___ EXTRACTED TEXT ___
I am having two algorithms, of which the second is a refinement of the first. However, I am having trouble to show that the seemingly better algorithm runs at least as fast as the first algorithm.
The algorithms aim to be FPT with respect to the parameter $k$ for the following problem:
Circle-Cover:
Input: A set of points $P\subseteq\mathbb R^2$ and $k\in\mathbb N$.
Question: Can we find $k$ circles such that each point $p\in P$ lies on the boundary of at least one circle?
The key observation for both algorithms is that a circle is uniquely determined by at most 3 points which are not collinear (or equivalently, affinely independent).
This gives us a branching algorithm in which we start with $k$ empty sets $P_1,...,P_k$ such that $C(P_i)$ is a/the circle which intersects all points in $P_i$.
For each element $p\in P$ we test if there is a set $P_i$ with $|P_i|=3$ and for which $p$ is on the boundary of $C(P_i)$. If not, we branch: For every set $P_1,...,P_k$ we test if we can add $p$ into it (which is the case if $|P_i|<3$ and the points aren't collinear), and if so, we create a subcase in which we add $p$ to the set.
Now we have that there exists set of $k$ circles cutting all points in $P$ if and only if at least one instance of the branching algorithm manages to allocate all points to the sets $P_1,...,P_k$.
This branching algorithm has a branching vector with width $k$, because we create at most for every of the sets $P_1,...,P_k$ a subcase, and width $3k$, as each set $P_1,...,P_k$ can contain at most 3 elements. Since each instance of the branching algorithm runs in polynomial time, we have a runtime $\mathcal{O^*}(k^{3k})$.
However, this algorithm wastes work since if there exists an instance in an execution of the branching algorithm with the sets $P_1,...,P_k$, then for every permutation $\sigma\in S_k$, we also have an instance with the sets $P_{\sigma(1)},...,P_{\sigma(k)}$. It should therefore be faster to make sure that we create each partition of $P$ into elements of size $\le 3$ at most once.
___ DATA SECTION ___
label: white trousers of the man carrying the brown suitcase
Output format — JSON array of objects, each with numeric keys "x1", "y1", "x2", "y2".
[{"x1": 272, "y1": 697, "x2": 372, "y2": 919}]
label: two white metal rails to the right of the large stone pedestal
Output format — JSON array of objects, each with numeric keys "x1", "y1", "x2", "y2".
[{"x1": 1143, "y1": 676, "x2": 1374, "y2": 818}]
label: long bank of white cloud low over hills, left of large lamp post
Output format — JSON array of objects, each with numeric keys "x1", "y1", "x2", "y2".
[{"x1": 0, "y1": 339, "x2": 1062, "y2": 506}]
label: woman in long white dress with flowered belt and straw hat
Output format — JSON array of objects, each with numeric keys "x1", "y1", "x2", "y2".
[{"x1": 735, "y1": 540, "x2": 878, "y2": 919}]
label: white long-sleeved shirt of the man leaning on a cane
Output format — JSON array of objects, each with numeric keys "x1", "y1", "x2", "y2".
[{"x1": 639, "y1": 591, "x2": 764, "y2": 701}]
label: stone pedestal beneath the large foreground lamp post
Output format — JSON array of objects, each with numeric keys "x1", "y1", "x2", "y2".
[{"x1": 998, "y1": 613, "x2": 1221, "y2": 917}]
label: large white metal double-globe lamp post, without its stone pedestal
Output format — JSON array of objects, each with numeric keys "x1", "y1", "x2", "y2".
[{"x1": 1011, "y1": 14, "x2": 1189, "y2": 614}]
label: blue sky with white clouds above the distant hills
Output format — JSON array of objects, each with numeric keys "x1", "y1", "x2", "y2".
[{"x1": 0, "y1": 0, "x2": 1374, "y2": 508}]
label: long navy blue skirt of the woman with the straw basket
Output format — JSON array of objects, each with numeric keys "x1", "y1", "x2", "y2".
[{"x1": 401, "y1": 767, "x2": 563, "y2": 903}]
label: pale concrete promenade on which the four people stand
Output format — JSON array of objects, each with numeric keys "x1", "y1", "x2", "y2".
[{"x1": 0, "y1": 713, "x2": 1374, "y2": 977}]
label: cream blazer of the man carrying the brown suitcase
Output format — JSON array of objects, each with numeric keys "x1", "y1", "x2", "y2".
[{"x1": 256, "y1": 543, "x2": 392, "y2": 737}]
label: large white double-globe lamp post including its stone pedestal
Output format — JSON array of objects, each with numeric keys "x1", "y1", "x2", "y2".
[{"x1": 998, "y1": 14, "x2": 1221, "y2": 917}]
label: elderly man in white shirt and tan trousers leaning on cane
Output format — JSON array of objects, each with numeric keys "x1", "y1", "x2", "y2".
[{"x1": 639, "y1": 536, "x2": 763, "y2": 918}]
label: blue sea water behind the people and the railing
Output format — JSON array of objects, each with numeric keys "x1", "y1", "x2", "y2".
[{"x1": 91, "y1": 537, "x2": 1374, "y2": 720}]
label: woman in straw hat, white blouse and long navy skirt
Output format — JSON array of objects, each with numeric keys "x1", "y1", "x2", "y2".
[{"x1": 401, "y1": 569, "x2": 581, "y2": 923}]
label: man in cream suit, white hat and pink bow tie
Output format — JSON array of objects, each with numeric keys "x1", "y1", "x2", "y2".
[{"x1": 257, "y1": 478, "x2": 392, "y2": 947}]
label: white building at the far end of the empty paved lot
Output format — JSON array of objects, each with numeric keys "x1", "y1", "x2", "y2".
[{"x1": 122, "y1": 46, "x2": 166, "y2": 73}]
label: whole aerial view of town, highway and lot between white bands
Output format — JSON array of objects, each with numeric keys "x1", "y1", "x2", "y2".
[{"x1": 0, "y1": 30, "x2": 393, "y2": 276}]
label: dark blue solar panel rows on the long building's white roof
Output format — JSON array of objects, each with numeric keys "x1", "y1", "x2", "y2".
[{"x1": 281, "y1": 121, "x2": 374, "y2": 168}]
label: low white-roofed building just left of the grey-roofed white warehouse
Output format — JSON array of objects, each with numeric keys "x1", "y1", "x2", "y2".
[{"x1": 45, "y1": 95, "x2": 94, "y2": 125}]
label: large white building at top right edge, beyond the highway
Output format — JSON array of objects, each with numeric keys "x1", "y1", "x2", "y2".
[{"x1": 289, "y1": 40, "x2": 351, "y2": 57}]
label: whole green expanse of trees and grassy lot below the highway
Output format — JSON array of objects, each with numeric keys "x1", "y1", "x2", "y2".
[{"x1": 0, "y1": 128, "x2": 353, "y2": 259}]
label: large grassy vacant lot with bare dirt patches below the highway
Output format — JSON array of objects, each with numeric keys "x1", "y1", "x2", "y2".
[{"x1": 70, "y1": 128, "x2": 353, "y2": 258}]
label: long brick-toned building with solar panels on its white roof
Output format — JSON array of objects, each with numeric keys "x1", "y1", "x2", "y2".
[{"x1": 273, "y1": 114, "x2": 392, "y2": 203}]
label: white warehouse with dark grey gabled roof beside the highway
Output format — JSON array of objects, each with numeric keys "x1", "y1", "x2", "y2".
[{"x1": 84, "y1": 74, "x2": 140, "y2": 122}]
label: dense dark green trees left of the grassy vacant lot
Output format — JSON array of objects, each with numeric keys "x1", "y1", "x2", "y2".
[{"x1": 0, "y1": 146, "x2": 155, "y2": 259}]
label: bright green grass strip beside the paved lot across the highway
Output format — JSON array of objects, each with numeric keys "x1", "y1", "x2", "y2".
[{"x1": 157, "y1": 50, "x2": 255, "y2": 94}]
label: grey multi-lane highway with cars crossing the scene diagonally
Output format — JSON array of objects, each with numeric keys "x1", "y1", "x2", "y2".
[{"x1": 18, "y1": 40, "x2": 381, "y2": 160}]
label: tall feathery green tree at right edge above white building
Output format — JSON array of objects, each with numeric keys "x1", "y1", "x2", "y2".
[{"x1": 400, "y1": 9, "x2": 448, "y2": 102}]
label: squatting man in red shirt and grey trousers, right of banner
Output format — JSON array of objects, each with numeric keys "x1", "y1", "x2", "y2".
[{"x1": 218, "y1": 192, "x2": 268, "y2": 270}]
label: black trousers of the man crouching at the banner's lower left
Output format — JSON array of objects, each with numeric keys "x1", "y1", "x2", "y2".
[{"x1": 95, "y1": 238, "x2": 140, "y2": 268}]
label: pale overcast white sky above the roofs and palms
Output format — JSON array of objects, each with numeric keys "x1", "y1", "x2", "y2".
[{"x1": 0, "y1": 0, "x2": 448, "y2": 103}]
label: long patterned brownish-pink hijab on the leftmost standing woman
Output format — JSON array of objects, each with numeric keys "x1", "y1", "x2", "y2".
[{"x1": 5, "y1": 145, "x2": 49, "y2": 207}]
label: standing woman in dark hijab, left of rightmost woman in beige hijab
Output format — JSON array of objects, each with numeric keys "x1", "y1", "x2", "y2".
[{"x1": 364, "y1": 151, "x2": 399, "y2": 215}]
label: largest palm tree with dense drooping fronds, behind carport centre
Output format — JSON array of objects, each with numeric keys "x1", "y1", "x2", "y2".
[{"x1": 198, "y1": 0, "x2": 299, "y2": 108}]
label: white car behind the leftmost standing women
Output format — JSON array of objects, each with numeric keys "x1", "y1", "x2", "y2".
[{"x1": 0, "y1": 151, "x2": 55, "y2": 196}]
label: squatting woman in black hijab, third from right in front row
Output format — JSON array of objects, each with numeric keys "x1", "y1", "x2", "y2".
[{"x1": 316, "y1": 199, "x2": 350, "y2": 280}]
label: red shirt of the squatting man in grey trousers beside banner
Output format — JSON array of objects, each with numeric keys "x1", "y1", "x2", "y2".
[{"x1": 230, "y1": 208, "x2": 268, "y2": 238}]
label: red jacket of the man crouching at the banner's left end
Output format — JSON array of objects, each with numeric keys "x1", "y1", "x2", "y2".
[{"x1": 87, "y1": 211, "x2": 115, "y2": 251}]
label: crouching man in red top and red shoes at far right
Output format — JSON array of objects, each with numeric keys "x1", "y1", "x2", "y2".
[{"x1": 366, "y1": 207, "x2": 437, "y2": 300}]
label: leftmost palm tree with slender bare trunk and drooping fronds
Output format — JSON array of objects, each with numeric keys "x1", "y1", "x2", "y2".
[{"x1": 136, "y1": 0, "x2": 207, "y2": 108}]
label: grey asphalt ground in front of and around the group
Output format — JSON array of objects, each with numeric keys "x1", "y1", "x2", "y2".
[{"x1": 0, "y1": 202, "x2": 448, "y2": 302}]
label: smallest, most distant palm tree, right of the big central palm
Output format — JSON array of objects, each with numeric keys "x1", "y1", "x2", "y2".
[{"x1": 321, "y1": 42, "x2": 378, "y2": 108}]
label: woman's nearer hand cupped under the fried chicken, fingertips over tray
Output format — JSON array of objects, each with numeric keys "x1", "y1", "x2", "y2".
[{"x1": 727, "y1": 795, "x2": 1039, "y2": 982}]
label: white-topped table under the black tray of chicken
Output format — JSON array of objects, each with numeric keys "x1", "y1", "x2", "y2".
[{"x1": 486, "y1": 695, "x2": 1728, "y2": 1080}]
___
→ **REQUIRED TASKS**
a - Based on the circle-cover post, say whether each statement below agrees with it. Answer yes or no for each, and quote the deciding words of the post exactly. (i) A circle is uniquely determined by at most three points that are not collinear. (ii) The first branching algorithm runs in $\mathcal{O^*}(k^{2k})$ time. (iii) The poster has already shown that the refined algorithm is at least as fast as the first one.
b - According to the circle-cover post, why does the first branching algorithm waste work? Answer in one to three sentences.
c - Continue the circle-cover post from the point where it stops.

→ **RESULTS IN ORDER**
a -
(i) Yes: "a circle is uniquely determined by at most 3 points which are not collinear"
(ii) No: "we have a runtime $\mathcal{O^*}(k^{3k})$"
(iii) No: "I am having trouble to show that the seemingly better algorithm runs at least as fast as the first algorithm"

b - Whenever an execution produces an instance with the sets $P_1,...,P_k$, it also produces an instance with the sets $P_{\sigma(1)},...,P_{\sigma(k)}$ for every permutation $\sigma\in S_k$. The same partition is therefore explored many times. Creating each partition of $P$ into parts of size $\le 3$ at most once should avoid this.

c -
For simplicity, assume that all triples $\{p_1,p_2,p_3\}\subseteq P$ are not collinear.
Then we can find a solution of Circle-Cover if one exists by iteratively branching for each subset $\{p_1,p_2,p_3\}\subseteq P$ and deleting all points in $P$ which are on the boundary defined by $C(\{p_1,p_2,p_3\})$. If there exists a branching instance with depth $k-1$ such that there at most 3 elements left to allocate, then there exists a solution.
Looking at the running time, at depth $i$ we have at most $n-3(i-1)$ elements left to allocate, so we have at depth $i$ a width of $\binom{n-3(i-1)}3$, giving us a total running time of $$ \mathcal{O^*}(\prod_{i=0}^{k-1}\binom{\left|n\right|-3i}{3}) \in \mathcal{O^*}(\prod_{i=0}^{k-1} (n-3i)^3) $$
We further have $$ \prod_{i=0}^{k-1}\left(n-3i\right)^3 =\left(\prod_{i=0}^{k-1}\left(n-3i\right)\right)^3 =\left(\frac{3^k·(n/3)!}{(n/3-k)!}\right)^3 =3^{3k} \left(\left(\frac{n}{3}\right)⋅\left(\frac{n}{3}-1\right)⋯\left(\frac{n}{3}-k+1\right)\right)^3 ≤3^{3k} \left(\frac{n}{3}\right)^{3k} = n^{3k} $$
giving us a total runtime of $\mathcal{O^*}(n^{3k} )$.
However, this runtime analysis doesn't show that the algorithm runs in FPT with regard to the parameter $k$, and it's even slower than the first algorithm.
What is it I am missing?